__Task item 1__:
Using the passage on Penske Automotive's earnings, answer these:
(a) About how much have the company's shares gained in the month since its last earnings report?
(b) What adjusted earnings per share did it report for the first quarter of 2020?
(c) What were the Retail Commercial Trucks segment's revenues in the quarter?
__Task item 2__:
Rewrite the part of the Penske Automotive passage between "The company’s gross" and "to $1,597.6 million.", inclusive, putting "dropped" in place of "tanked".

__Passage provided__:
- - - -
A month has gone by since the last earnings report for Penske Automotive (PAG). Shares have added about 14.5% in that time frame, outperforming the S&P 500.

Will the recent positive trend continue leading up to its next earnings release, or is Penske due for a pullback? Before we dive into how investors and analysts have reacted as of late, let’s take a quick look at its most recent earnings report in order to get a better handle on the important catalysts.

Penske Automotive’s Q1 Sales and Earnings Drop Y/Y

Penske Automotive reported first-quarter 2020 adjusted earnings per share of 64 cents, in line with the Zacks Consensus Estimate. However, the bottom line declined from $1.25 per share recorded in the year-ago quarter. The auto retailer posted revenues of $5,009.1 million, surpassing the consensus mark of $4,868 million. However, the top line declined from the year-ago level of $5,564 million. Heightened coronavirus woes, especially in March, resulted in weaker year-over-year earnings and revenues. 

The company’s gross profit decreased to $776.7 million from $851.5 million in the prior-year quarter. During the quarter under review, operating income fell 33% from the prior-year period to $106.4 million.

Same-store retail unit sales tanked 14.5% year over year to 104,870. Within the retail automotive segment, new-vehicle revenues fell 14.3% year over year to $1,863.5 million and used-vehicle revenues declined 11.3% to $1,597.6 million.

Segmental Details

Revenues in Retail Automotive slipped to $4,416.6 million from $5,091.2 million in the year-ago quarter. Gross profit of $678.1 million compared unfavorably with $761.5 million in first-quarter 2019. However, the metric topped the Zacks Consensus Estimate of $617 million.

In the quarter, revenues in the Retail Commercial Trucks segment increased to $491.4 million from $332.3 million in the year-ago period. Gross profit for the segment was $68.8 million, which beat the Zacks Consensus Estimate of $68 million. Further, it increased from the year-ago figure of $54.4 million in the quarter.
- - - -
__Records__:
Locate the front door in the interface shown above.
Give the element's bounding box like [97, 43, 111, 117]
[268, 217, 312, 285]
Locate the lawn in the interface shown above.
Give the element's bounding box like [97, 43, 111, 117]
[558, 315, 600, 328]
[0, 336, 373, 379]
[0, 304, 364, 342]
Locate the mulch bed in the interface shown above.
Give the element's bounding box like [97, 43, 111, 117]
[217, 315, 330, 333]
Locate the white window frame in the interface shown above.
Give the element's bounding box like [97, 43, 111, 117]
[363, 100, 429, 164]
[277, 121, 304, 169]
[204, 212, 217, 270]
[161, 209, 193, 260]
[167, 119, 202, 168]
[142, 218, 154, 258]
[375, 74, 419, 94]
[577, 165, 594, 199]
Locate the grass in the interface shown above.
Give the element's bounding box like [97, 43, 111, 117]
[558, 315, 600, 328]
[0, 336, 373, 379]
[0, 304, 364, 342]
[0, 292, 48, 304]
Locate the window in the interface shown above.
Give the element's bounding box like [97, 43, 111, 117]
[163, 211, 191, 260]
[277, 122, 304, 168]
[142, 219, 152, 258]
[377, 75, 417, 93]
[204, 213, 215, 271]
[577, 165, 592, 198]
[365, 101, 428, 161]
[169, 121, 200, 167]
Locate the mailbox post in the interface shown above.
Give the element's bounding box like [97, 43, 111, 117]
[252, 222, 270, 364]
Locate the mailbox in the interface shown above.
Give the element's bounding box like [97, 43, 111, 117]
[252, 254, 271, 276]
- - - -
__Exercise result 1__:
(a) About 14.5%
(b) 64 cents
(c) $491.4 million

__Exercise result 2__:
The company’s gross profit decreased to $776.7 million from $851.5 million in the prior-year quarter. During the quarter under review, operating income fell 33% from the prior-year period to $106.4 million.

Same-store retail unit sales dropped 14.5% year over year to 104,870. Within the retail automotive segment, new-vehicle revenues fell 14.3% year over year to $1,863.5 million and used-vehicle revenues declined 11.3% to $1,597.6 million.